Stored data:
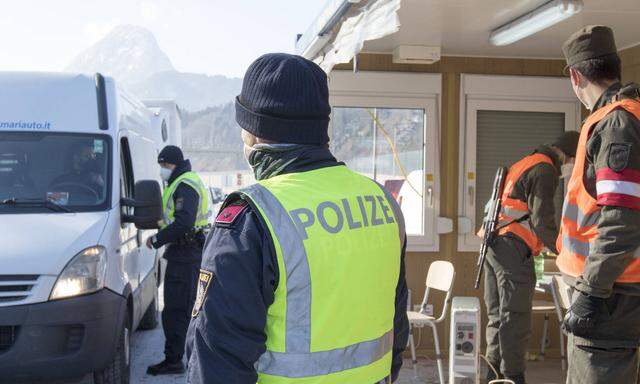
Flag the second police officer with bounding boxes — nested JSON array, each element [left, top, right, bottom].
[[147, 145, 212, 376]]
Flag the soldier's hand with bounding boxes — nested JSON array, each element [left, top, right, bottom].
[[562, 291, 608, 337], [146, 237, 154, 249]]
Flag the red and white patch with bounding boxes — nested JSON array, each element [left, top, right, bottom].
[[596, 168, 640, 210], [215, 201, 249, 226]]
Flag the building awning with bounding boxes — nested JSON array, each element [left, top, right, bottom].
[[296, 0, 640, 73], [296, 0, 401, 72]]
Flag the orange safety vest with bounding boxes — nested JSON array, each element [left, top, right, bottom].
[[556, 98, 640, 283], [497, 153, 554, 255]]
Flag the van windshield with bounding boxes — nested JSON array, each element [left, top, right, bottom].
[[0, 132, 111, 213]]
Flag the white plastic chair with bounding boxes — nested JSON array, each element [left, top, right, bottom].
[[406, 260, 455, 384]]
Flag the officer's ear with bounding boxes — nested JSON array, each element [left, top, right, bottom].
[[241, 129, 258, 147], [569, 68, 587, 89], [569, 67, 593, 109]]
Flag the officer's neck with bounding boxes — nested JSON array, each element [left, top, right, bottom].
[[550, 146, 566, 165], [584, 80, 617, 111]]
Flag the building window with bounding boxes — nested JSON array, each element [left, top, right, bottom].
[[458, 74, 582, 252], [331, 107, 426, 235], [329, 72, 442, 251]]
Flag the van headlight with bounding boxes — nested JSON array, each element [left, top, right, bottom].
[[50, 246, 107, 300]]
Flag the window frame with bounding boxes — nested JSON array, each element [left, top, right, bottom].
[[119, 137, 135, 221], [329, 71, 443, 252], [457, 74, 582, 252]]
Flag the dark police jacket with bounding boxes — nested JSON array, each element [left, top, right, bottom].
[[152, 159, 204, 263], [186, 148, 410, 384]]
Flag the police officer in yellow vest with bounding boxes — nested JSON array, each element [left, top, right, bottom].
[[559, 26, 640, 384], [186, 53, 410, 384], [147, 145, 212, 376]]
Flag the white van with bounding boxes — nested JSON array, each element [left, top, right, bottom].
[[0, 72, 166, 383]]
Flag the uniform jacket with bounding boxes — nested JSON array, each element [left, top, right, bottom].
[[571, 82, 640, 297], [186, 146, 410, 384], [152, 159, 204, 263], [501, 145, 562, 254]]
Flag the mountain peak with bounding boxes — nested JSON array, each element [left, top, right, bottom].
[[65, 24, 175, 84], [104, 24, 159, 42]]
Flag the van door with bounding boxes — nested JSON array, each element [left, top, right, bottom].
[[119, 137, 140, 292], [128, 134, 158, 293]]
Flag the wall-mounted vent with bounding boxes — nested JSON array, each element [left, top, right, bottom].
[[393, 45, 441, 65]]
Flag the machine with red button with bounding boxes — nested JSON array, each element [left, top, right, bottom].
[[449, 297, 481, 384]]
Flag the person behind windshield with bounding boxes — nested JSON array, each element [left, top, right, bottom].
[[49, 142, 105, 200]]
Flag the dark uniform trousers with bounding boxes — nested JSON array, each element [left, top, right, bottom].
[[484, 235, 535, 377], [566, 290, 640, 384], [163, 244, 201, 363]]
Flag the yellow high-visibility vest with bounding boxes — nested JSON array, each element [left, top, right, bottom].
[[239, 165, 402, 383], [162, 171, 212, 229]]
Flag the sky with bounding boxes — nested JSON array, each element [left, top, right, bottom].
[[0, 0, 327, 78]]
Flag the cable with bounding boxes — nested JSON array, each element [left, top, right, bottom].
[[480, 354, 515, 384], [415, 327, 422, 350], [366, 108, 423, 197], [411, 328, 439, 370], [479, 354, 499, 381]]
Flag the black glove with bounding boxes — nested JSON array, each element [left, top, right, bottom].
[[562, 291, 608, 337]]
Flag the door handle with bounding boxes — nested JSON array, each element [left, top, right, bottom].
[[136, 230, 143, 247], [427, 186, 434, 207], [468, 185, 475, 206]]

WORK REQUIRED: Transcribe the records above exactly as they appear, leaving out any pictures.

YOUR RESPONSE:
Flag the second police officer with bounding boxes — nested JSON array, each element [left, top, right, bottom].
[[147, 145, 212, 376]]
Flag the soldier's hand with bounding boxes — nested JSON array, each element [left, top, right, bottom].
[[562, 291, 608, 337], [146, 237, 154, 249]]
Flag the red and white patch with bounding boxes — nested JSON array, each element [left, top, right, bottom].
[[596, 168, 640, 210], [215, 201, 249, 226]]
Flag the building awning with bounding boxes — nested JSON array, each element [left, top, right, bottom].
[[296, 0, 640, 73], [296, 0, 401, 72]]
Flag the orange safety vest with bounding boxes — nested JSON array, each element [left, top, right, bottom].
[[556, 98, 640, 283], [497, 153, 554, 255]]
Flag the van windshield with bounding boxes — nested JSON array, each element [left, top, right, bottom].
[[0, 132, 111, 213]]
Flag the white plastic chair with bounding boxes — nested JSON array, each element [left, top, right, bottom].
[[406, 260, 455, 384]]
Flag the officer's ear with bounding boxes — nested JSON array, each element [left, top, right, bottom].
[[241, 129, 258, 147], [569, 68, 587, 89], [569, 67, 593, 109]]
Flag the officer's neck with bounding boxes — nested JSON array, each element [left, top, right, bottom].
[[550, 146, 566, 165], [584, 80, 617, 111]]
Flag the building window with bounding boxes — nested JSON array, each element [left, top, right, bottom].
[[458, 74, 582, 252], [331, 107, 426, 235], [329, 72, 442, 251]]
Flag the van headlight with bounding boxes — nested JSON array, each element [left, top, right, bottom].
[[50, 246, 107, 300]]
Flag the window frame with bounding boxes — nested JSON array, each element [left, top, right, bottom].
[[119, 137, 135, 221], [329, 71, 443, 252], [457, 74, 582, 252]]
Flag the dark police jacket with bounding boxes — nested JSON array, each element [left, top, right, bottom].
[[152, 159, 204, 263], [186, 148, 410, 384]]
Flag the police officer in yellow vest with bounding boxes — nested JSON array, each element [left, top, right, bottom].
[[559, 26, 640, 384], [186, 53, 410, 384], [147, 145, 212, 376]]
Flag the white van with bounding boxes — nested JSON array, each element [left, top, right, bottom].
[[0, 72, 166, 383]]
Flag the uniform jacket with bounding boxes — nested JSON array, each element [left, top, right, bottom].
[[571, 82, 640, 297], [186, 146, 410, 384], [152, 159, 204, 263], [501, 145, 562, 254]]
Flag the mountain peak with bounding boxes — nested JSON array, each element [left, top, right, bottom].
[[65, 24, 175, 84], [104, 24, 159, 42]]
Flag the van door with bounding boxes — nested JSON array, each element [left, top, right, bottom].
[[119, 137, 140, 292], [128, 134, 158, 293]]
Flag the wall-mounted vent with bounding boxes — nested JSON array, each element [left, top, right, bottom].
[[393, 45, 441, 65]]
Flag the machine with red button with bounding boxes — nested JSON array, each element [left, top, right, bottom].
[[449, 297, 481, 384]]
Flag the person behind windshield with bounding boxes — nested JSON array, each element [left, top, right, bottom].
[[49, 142, 105, 200]]
Flag the dark uniform trousers with bounding boxes — nested JSON array, each element [left, top, right, bottom].
[[484, 235, 535, 377], [566, 290, 640, 384], [163, 244, 201, 363]]
Flag the yellow high-visibility vest with bounding boxes — nested JSON array, each element [left, top, right, bottom].
[[239, 165, 402, 383], [162, 171, 212, 229]]
Flag the sky with bounding boxes — nested JSON array, each element [left, top, right, bottom].
[[0, 0, 327, 78]]
Flag the cable with bounding boxes — nested JSON array, each element [left, top, right, bottom].
[[480, 354, 515, 384], [415, 327, 422, 350], [366, 108, 423, 197], [411, 328, 439, 370], [479, 354, 499, 381]]
Flag the black glove with bounding boxes — nested JSON array, each element [left, top, right, bottom].
[[562, 291, 608, 337]]
Flag the door handle with bounding boxes — nested JSON array, each element [left, top, right, bottom].
[[136, 230, 143, 247], [427, 186, 434, 207], [468, 185, 475, 206]]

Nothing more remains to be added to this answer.